-- TASK INPUT start --
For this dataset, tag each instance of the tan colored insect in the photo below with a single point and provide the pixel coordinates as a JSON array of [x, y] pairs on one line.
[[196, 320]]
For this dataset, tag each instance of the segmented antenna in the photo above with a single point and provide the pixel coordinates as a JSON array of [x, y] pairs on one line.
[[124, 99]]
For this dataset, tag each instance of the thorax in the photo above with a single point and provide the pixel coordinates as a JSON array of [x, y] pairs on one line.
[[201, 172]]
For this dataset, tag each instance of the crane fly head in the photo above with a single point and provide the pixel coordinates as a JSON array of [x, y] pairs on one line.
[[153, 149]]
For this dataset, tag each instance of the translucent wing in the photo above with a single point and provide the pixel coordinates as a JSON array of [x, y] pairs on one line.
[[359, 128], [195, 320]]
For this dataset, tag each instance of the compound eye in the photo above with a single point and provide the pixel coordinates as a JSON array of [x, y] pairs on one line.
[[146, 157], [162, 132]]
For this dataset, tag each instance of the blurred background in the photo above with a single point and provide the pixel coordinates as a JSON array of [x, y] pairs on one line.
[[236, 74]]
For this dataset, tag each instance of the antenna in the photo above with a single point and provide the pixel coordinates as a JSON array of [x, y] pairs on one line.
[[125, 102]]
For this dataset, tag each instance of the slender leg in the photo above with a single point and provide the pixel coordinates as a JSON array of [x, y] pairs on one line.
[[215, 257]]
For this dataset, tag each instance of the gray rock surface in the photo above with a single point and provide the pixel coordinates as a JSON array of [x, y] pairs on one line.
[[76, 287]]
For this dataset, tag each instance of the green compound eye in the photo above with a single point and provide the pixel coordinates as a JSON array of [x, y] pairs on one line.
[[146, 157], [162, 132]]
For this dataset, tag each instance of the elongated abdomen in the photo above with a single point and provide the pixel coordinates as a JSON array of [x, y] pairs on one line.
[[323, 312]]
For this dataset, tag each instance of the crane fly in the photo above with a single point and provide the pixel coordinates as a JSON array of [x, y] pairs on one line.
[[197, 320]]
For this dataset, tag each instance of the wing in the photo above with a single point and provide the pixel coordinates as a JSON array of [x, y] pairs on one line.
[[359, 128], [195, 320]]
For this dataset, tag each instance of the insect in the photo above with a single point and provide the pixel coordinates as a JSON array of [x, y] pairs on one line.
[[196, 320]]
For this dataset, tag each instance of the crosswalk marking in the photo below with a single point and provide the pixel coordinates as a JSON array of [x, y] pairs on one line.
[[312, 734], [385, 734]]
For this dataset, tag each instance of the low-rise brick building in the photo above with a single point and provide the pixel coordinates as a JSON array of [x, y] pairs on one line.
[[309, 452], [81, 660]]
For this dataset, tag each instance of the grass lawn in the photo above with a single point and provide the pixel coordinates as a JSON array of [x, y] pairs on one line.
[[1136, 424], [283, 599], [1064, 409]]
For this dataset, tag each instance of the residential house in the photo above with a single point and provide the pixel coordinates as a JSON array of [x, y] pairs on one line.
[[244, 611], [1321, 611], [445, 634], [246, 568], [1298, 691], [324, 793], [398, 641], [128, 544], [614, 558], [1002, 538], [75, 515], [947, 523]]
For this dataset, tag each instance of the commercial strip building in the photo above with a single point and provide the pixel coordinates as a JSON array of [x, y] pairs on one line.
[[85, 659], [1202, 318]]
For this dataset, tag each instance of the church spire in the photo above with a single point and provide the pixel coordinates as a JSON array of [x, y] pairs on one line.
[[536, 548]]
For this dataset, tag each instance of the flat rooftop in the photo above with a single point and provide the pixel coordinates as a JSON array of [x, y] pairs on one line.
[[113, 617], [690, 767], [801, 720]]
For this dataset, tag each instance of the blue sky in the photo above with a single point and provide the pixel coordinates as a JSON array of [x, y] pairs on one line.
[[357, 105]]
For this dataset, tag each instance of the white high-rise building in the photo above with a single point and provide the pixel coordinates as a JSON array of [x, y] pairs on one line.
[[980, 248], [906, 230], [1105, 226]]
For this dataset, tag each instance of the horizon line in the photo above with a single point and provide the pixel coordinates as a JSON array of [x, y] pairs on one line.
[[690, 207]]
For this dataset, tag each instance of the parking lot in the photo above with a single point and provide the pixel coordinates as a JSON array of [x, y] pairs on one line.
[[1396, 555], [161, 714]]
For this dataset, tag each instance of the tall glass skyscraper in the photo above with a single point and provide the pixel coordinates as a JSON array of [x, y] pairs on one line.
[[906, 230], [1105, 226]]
-- TASK INPUT end --
**WHAT IS REQUIRED:**
Rewrite the records from the line containing "For this dataset, tag each instance of the compound" through the line containing "[[215, 257]]", changing "pixel coordinates" to "pixel positions" and keeping everything else the same.

**FINISHED EXERCISE:**
For this dataset, tag each instance of the compound eye in the photo above with a single point and provide the pixel positions as a JSON array of [x, y] pairs on one line.
[[146, 157], [162, 132]]
For this dataset, tag each instance of the blurred background in the photo above with a single point and provide the pixel positions as a JSON array of [x, y] pairs on one line.
[[236, 74]]
For this dataset, tag each instance of the antenna in the photo above with a single point and provide the pixel positions as a JSON array of [x, y] pairs on one line.
[[125, 102]]
For this dataset, tag each instance of the slender leg in the photo above with a single point and provide the pixel positions as a JSON array of [x, y] pairs on one line.
[[215, 257]]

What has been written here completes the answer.